An exclusive survey released by the Chronicle this month found just how serious the situation is: 89 percent of fundraisers said their organizations don’t have enough people to successfully raise money, and 4 in 5 say it takes longer than it did two years ago to fill vacant roles.
Difficulties filling development positions at nonprofits could be a drag on crucial late-year giving results. The tight labor market, experts say, has implications that go beyond the fourth quarter.
Trouble filling midcareer development positions now could mean fewer candidates are available for upper-level jobs in the future, McCracken says.
“If this is truly speaking to our ability to fill these roles, where will we be in five to 10 years in terms of that pipeline to more senior roles?” says McCracken.
Consumer Sentiment
Consumer confidence remained historically low in October, rising by 2 percent over the previous month, as measured by the University of Michigan Index of Consumer Sentiment. Consumers’ feeling of gloom has been driven largely by inflation and looming economic uncertainty, experts say, and may hold troubling signs for giving.
“The effects of inflation and rising costs are showing up in the behavior of everyday donors,” says McCracken, who noted that inflation has also hit nonprofits themselves, as they’ve been forced to contend with higher expenses.
“There’s a reason to panic,” she says. “We’re all reading the news and filling up our gas tanks.”
While donors responded to the Covid pandemic — a time of high economic anxiety — by increasing their gifts, McCracken says many nonprofits have struggled to convey the urgency of today’s fundraising needs to donors who gave more over the past two years and assume that organizations are now on steadier ground.
“It’s like they’re the victims of their own success in 2020, when their fundraising programs performed very well,” says McCracken.
For arts organizations that rely largely on individual giving, fundraising amid economic uncertainty has been especially challenging.
########################################
In the passage on nonprofit fundraising, what share of fundraisers said their organizations lack enough people to raise money successfully? The items that come next have no connection to the passage on nonprofit fundraising.

(Extracted data entries)
########################################
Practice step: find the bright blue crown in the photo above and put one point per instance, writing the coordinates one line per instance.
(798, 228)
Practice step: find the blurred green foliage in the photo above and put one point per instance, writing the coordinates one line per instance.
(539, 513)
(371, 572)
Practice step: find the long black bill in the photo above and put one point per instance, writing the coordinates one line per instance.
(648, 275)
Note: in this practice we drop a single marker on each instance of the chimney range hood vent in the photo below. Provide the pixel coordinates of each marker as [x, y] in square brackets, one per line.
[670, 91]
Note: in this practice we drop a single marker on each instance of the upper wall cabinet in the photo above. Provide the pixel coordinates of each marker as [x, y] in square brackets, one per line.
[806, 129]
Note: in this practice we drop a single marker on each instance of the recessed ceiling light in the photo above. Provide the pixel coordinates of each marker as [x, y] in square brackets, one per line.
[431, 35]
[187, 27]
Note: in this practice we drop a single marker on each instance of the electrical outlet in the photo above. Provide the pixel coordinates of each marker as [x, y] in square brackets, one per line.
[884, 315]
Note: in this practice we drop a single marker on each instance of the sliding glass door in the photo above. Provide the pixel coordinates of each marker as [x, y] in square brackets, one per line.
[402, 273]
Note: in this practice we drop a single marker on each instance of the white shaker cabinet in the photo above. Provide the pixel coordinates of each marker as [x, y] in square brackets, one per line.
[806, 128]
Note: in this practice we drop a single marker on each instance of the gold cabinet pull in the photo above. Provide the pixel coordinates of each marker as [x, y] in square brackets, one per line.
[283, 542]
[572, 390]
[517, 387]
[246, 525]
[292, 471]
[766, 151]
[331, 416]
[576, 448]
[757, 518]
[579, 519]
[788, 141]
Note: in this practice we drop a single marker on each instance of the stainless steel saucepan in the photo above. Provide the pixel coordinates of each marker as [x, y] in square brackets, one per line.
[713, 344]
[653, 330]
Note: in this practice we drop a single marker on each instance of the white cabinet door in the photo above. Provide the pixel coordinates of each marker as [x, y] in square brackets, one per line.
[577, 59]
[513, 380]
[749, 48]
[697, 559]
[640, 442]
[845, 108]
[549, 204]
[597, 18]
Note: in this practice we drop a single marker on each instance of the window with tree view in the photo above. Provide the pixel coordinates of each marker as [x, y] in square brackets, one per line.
########################################
OUTPUT FOR THIS TASK: 89 percent